WHAT IS EXPECTED:
Only the lines below between the ones containing "of the sky." and "the eucalyptus tree.", inclusive, are to be reproduced, each exactly as it stands.

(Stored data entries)
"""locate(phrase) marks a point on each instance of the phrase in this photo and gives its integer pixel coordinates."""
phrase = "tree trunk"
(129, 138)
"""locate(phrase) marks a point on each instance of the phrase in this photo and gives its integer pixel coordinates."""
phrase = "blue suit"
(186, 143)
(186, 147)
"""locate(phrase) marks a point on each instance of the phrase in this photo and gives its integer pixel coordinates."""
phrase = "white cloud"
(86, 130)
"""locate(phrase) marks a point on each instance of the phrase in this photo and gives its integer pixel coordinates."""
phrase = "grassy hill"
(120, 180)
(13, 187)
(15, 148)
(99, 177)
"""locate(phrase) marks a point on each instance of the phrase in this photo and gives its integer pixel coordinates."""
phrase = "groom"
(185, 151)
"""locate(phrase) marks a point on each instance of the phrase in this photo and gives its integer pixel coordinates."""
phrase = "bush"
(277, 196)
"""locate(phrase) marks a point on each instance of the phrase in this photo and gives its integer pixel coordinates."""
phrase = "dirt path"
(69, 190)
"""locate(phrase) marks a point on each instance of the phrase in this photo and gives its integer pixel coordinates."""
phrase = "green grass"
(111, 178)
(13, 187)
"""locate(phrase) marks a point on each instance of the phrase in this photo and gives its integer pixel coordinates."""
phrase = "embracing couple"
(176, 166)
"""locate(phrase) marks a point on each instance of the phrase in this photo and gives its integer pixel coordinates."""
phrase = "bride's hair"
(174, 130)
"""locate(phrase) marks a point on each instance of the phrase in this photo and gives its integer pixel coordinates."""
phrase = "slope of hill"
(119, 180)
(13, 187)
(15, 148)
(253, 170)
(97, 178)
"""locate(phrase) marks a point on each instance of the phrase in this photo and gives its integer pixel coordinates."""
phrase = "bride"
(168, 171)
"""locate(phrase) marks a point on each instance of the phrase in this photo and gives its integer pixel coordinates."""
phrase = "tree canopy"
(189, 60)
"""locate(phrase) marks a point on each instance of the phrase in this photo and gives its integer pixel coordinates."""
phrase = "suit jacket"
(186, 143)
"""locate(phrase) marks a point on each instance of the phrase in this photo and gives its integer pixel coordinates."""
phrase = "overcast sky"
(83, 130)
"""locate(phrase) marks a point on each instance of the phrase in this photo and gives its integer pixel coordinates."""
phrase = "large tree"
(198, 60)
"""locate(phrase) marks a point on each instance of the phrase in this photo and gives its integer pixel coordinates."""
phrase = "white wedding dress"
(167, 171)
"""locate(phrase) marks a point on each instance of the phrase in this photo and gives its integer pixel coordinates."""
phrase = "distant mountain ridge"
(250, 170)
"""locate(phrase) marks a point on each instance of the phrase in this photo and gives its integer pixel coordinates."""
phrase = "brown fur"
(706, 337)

--

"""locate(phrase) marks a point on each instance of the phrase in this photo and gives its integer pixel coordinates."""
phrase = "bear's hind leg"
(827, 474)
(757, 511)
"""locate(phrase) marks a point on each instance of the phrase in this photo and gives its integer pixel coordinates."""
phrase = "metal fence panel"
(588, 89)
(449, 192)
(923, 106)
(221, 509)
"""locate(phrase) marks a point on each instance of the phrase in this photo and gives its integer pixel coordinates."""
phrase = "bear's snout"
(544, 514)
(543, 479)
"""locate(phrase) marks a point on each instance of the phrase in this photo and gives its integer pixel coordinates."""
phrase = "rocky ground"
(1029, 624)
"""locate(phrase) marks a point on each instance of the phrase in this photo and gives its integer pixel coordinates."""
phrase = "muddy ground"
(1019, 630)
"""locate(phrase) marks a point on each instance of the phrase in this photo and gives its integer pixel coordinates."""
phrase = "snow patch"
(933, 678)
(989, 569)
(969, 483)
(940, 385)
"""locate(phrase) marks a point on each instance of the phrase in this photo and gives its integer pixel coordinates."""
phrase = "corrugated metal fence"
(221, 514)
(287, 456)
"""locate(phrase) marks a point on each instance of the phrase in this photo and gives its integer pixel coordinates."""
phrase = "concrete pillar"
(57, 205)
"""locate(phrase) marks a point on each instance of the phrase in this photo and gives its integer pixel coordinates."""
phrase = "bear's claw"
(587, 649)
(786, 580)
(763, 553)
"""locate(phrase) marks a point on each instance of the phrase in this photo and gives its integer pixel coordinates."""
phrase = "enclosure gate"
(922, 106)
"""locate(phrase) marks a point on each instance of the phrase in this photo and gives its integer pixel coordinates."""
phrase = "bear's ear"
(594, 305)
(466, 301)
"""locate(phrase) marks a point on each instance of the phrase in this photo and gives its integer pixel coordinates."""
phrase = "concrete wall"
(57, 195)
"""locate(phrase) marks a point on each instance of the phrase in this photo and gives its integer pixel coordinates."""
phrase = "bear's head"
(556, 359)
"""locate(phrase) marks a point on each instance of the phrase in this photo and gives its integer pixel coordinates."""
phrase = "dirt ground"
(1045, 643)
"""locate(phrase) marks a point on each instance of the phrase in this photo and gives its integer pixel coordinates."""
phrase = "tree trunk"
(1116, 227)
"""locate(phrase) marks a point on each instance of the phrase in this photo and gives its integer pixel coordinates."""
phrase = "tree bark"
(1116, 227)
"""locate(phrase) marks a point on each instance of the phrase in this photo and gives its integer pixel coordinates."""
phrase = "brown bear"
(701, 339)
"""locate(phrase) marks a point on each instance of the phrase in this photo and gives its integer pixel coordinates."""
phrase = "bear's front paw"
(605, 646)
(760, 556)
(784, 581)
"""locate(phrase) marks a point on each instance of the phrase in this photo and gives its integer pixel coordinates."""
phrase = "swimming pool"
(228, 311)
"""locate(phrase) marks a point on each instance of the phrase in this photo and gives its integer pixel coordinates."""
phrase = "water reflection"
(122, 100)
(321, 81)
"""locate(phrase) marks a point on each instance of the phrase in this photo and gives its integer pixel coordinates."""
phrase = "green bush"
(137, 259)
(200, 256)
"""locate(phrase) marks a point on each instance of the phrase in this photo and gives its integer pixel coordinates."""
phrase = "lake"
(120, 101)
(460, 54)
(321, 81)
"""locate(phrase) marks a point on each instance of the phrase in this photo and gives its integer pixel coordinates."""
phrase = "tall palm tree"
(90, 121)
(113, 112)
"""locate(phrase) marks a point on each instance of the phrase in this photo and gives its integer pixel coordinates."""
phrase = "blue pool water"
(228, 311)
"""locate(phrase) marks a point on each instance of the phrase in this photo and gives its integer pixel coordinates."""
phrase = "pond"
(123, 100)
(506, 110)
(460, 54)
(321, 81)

--

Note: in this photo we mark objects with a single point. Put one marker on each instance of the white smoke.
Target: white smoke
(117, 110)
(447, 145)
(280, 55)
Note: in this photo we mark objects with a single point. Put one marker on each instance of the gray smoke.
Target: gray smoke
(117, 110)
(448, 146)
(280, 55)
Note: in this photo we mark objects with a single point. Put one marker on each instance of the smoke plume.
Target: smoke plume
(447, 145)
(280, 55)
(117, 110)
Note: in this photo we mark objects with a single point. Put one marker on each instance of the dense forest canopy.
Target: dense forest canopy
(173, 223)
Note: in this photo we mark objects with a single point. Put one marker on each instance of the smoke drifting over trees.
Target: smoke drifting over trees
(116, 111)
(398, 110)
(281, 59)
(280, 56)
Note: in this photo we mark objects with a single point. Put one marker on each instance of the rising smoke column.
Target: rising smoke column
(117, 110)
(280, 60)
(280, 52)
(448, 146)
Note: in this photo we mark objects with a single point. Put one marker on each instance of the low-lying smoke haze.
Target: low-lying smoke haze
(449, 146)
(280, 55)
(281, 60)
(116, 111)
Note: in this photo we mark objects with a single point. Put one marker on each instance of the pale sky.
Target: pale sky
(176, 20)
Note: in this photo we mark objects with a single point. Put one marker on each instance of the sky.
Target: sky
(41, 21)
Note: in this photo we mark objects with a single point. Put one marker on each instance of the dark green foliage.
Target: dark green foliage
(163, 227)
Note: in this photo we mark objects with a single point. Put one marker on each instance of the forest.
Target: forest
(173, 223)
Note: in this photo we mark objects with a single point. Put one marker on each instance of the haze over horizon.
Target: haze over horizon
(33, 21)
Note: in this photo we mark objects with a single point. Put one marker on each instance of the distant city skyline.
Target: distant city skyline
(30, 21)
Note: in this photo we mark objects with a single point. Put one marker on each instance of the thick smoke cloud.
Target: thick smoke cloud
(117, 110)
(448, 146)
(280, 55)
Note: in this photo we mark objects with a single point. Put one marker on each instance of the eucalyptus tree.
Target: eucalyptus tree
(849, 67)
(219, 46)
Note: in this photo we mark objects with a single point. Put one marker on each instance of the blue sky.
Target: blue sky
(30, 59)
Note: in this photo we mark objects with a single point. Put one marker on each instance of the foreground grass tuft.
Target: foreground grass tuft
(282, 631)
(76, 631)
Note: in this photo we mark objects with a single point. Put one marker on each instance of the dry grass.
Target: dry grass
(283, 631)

OUTPUT FOR THIS EXERCISE:
Note: in this photo we mark objects with a single point. Put one marker on each instance of the sky.
Target: sky
(41, 21)
Note: in this photo we mark objects with a single point. Put one marker on each instance of the dark green foliage.
Target: dark green foliage
(163, 227)
Note: in this photo we mark objects with a single point. Put one marker on each instance of the forest.
Target: forest
(173, 223)
Note: in this photo we mark objects with a single point. Put one marker on each instance of the haze over horizon.
Target: haze over horizon
(33, 21)
Note: in this photo we mark objects with a single point. Put one marker on each instance of the distant city skyline.
Target: distant city skyline
(30, 21)
Note: in this photo we mark objects with a single point. Put one marker on each instance of the thick smoke cloud.
Target: thick smoke cloud
(117, 110)
(448, 146)
(280, 55)
Note: in this photo we mark objects with a single point. Put one marker on each instance of the eucalyptus tree.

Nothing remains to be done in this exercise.